(ЦИТИРУЕМЫЙ ОТРЫВОК):
Прибавлю еще: вспоминая прошедшие ‘счастливые дни’ критики, я взял такие ‘чинные’ печатные органы, как ‘Речь’, ‘Вестник Европы’, ‘Русская Мысль’. А если вспомнить ‘Весы’, с которыми, кстати, ‘Числа’ находятся в большей соответственной близости, нежели с ‘Русской Мыслью’? В ‘Весах’ заметка Иванова показалась бы нежным мармеладом.
Первое предостережение Г. Иванов и ‘Числа’, во всяком случае, получили. Посмотрим, что будет дальше. А теперь мысли мои, покинув ‘критику’ (спи, милый друг, до радостного утра!), обращаются к журналам нашего времени, к новому, — ‘Числам’, — преимущественно.
Если дальнейшие мои размышления не все будут чисто ‘литературного’ свойства, — что делать! Мысль в этих границах не удержишь.

2

Кто-то недавно сказал, что ‘Современные Записки’ — ‘консервативны’. Это определение верно и тогно. Создатели журнала такую и задачу себе сознательно поставили: консервирование, т. е. собирание и сохранение ‘русской культуры’. Задача прекрасная, да и чем другим могла заняться группа старых общественных деятелей, оторванных от привычной работы?
Сознавая, что их ‘задание’ требует расширенности, так как в понятие русской ‘культуры’ входит громадная область художественного творчества, они не убоялись ‘приключить’ и ее к своему делу.
‘Современные Записки’ не претендуют на высший суд в сфере, недавно столь чуждой их руководителям, они мудро держатся лишь несомненного, признанного, предпочитают действовать наверняка, собирают то, что по всеобщему мнению требуется ‘сохранить’.
В ясности задачи, в посильном ее исполнении — большая заслуга ‘Современных Записок’.
Посмотрим теперь на ‘Числа’.
Какое ‘задание’ у них? Во всяком случае — не задание ‘Современных Записок’. Может быть, нет никакого?
Вряд ли. Без чего-то вроде ‘задания’, назовем ли его устремлением воли, аспирацией или просто смыслом, — журналы не создаются.
Однако, по редакционной статье судя, это задание (или смысл) не ясно и для самих устроителей журнала. Они не знают, что из него ‘выйдет’. Они надеются, что выйдет ‘что-то новое…’.
Среди этих неопределенностей, и еще многих других, — вдруг очень важное, по характерности, заявление: на страницах ‘Чисел’ не будет места ‘политике’.

(ПЕРЕЧЕНЬ ЗАПИСЕЙ):
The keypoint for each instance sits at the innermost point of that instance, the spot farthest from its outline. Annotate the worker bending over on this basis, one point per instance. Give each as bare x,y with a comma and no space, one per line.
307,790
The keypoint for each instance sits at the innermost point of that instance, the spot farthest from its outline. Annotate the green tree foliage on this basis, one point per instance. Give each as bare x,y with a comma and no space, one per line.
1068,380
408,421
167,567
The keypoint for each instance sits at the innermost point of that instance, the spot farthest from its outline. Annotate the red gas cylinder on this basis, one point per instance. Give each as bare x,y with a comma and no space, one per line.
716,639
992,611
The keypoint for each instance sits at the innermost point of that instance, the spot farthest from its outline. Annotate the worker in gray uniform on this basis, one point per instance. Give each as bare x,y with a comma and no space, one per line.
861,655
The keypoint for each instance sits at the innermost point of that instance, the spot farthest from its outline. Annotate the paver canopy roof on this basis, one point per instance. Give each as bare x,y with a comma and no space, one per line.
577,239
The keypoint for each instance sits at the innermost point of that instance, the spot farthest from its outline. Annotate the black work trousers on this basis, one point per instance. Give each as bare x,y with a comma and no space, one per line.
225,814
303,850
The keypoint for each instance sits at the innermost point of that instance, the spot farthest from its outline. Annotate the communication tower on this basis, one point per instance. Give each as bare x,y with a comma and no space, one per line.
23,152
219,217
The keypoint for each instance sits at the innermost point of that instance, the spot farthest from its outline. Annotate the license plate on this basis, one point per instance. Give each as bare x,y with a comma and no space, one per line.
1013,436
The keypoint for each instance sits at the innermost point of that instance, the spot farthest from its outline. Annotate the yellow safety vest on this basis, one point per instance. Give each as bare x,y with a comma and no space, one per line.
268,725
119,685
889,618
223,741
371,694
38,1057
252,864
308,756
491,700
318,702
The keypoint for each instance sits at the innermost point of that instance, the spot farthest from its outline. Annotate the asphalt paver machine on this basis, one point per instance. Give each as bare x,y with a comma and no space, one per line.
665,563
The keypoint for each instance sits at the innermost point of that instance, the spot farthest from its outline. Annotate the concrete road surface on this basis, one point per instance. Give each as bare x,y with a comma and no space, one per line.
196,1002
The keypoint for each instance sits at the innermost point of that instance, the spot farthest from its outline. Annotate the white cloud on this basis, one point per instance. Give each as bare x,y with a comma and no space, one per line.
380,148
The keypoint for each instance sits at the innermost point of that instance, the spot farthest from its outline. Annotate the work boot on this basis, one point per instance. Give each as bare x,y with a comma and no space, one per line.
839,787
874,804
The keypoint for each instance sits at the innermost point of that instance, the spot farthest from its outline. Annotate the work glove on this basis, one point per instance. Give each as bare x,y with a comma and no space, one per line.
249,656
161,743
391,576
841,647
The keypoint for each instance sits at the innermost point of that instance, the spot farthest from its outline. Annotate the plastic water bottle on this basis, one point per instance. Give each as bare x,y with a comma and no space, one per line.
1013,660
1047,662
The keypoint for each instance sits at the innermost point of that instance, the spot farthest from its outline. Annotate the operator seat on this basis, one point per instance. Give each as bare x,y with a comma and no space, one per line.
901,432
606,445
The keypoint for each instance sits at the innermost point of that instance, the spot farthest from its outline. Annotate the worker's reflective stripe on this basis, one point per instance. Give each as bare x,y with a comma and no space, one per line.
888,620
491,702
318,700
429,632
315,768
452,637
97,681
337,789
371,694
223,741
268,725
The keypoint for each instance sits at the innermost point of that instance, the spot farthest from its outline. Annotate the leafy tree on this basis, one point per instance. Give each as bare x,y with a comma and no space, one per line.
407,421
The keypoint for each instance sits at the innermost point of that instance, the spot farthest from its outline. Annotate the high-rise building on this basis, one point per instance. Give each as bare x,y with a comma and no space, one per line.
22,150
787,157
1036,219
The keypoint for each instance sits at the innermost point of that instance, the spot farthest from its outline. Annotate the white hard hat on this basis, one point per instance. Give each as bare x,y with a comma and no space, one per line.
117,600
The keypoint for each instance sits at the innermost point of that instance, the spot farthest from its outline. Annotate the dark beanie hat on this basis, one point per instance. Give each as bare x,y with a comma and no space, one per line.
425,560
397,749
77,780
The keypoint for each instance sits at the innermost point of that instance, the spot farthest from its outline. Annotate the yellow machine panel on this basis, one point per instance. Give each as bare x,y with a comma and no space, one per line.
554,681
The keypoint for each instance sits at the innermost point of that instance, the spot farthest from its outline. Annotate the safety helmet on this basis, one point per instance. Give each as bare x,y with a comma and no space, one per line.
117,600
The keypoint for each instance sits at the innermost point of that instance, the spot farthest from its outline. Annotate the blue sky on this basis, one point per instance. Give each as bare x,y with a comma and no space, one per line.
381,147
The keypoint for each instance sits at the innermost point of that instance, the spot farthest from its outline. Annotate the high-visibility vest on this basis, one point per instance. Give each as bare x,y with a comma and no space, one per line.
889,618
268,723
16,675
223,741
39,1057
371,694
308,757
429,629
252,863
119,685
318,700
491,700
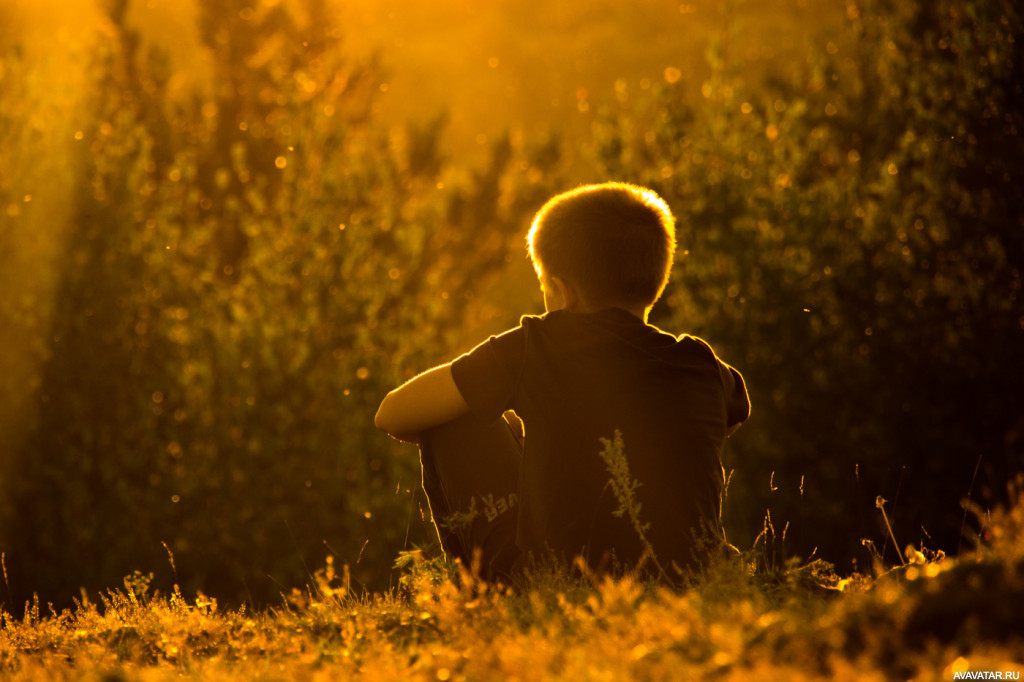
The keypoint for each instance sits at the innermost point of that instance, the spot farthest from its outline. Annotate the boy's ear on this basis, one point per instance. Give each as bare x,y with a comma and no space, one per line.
567,293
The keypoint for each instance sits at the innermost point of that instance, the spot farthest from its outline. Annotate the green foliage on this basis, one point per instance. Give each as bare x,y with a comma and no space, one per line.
624,486
852,242
248,272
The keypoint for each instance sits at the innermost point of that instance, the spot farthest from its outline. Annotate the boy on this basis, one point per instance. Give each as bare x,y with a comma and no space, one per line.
589,367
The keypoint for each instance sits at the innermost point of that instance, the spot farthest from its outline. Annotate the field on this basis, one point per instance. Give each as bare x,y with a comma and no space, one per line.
227,229
935,619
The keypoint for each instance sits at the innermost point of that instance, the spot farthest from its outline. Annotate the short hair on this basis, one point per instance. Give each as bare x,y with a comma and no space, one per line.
614,242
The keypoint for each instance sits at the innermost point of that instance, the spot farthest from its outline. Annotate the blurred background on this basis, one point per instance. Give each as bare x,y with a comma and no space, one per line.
226,229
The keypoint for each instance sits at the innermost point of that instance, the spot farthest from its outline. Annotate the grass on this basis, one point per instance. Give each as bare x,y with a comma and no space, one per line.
925,621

(ЧТО СДЕЛАТЬ):
#1 Перепечатайте часть отрывка о журналах, начиная с «В ясности задачи, в» и дальше вплоть до «журналы не создаются.».
#2 Какую задачу, согласно отрывку о журналах, сознательно поставили себе создатели «Современных Записок»?
Записи здесь ни при чем.

(РЕШЕНИЯ ЗАДАНИЙ):
#1
В ясности задачи, в посильном ее исполнении — большая заслуга ‘Современных Записок’.
Посмотрим теперь на ‘Числа’.
Какое ‘задание’ у них? Во всяком случае — не задание ‘Современных Записок’. Может быть, нет никакого?
Вряд ли. Без чего-то вроде ‘задания’, назовем ли его устремлением воли, аспирацией или просто смыслом, — журналы не создаются.

#2 Консервирование, то есть собирание и сохранение русской культуры.